**Prompt**
Check every line of the data below for the word "blue", then give only the number of lines that have it.

**Dataset records**
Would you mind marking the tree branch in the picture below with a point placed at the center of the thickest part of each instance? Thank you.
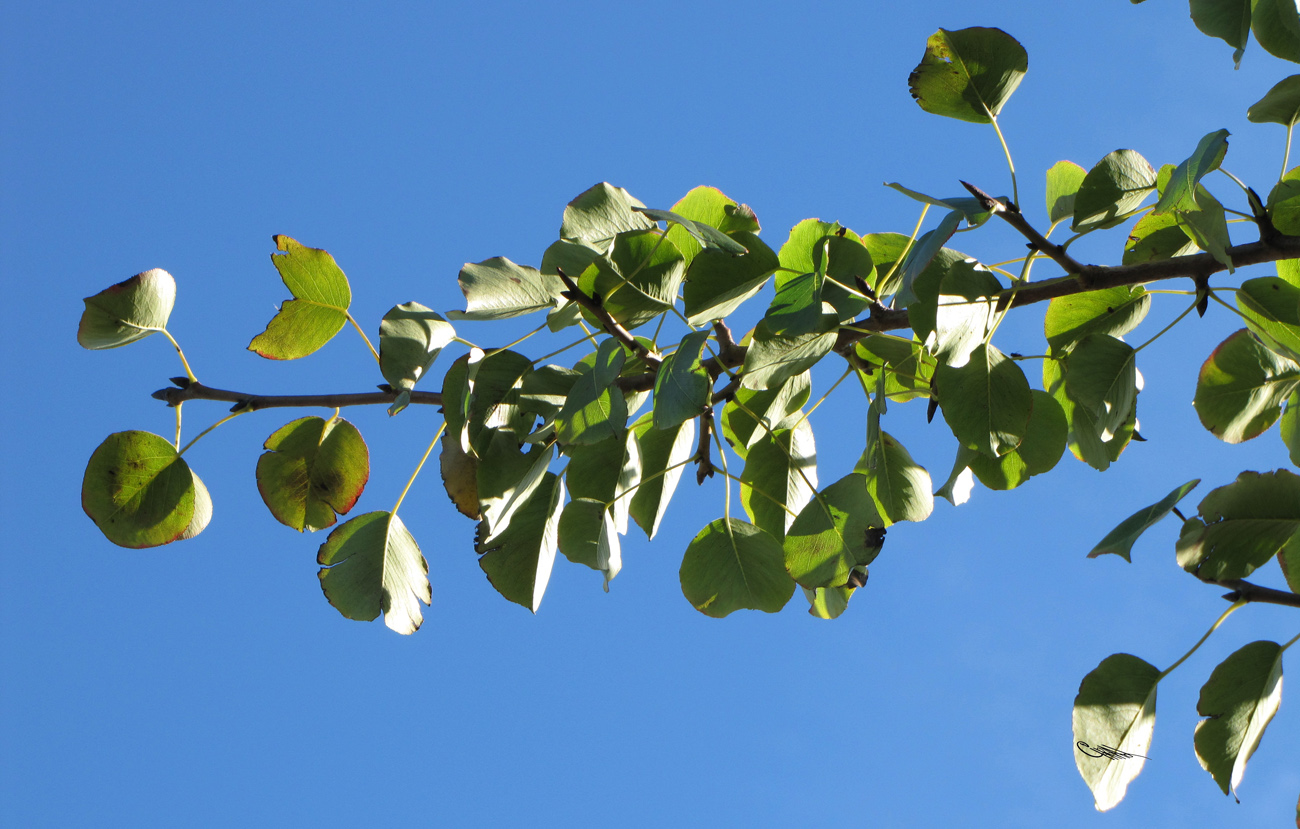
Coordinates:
(607, 322)
(1038, 242)
(185, 390)
(1244, 590)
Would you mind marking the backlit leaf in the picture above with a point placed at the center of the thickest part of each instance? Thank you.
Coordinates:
(986, 402)
(1181, 194)
(1116, 708)
(599, 213)
(1119, 541)
(1243, 525)
(317, 311)
(836, 532)
(519, 559)
(312, 469)
(1112, 189)
(1064, 181)
(1240, 698)
(128, 311)
(138, 490)
(969, 74)
(1229, 20)
(1272, 311)
(732, 565)
(718, 283)
(1242, 387)
(498, 289)
(681, 385)
(372, 564)
(411, 337)
(779, 478)
(663, 452)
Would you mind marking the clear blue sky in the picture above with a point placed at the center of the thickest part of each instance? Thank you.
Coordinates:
(208, 684)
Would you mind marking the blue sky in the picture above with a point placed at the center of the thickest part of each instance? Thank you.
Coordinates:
(208, 682)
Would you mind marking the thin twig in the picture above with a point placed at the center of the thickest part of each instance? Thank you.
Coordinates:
(612, 326)
(1038, 242)
(185, 390)
(1247, 591)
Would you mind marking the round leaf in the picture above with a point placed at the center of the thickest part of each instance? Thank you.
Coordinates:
(139, 491)
(372, 564)
(969, 74)
(732, 565)
(129, 311)
(313, 468)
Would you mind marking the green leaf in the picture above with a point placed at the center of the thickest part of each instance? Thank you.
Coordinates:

**Output**
2